GIVEN TASK
Rewrite the material below with "large stone sphere" switched to "round granite boulder" and everything else left unchanged, omitting the pictures.

===============

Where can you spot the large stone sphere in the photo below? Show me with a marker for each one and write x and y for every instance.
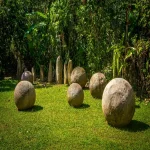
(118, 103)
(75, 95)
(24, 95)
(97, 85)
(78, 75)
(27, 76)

===============

FULL SOLUTION
Where can you spot the round granite boulder in the photo below? Show me with a marker for each one and write x and y for every instance.
(118, 103)
(75, 95)
(24, 95)
(97, 85)
(78, 75)
(27, 76)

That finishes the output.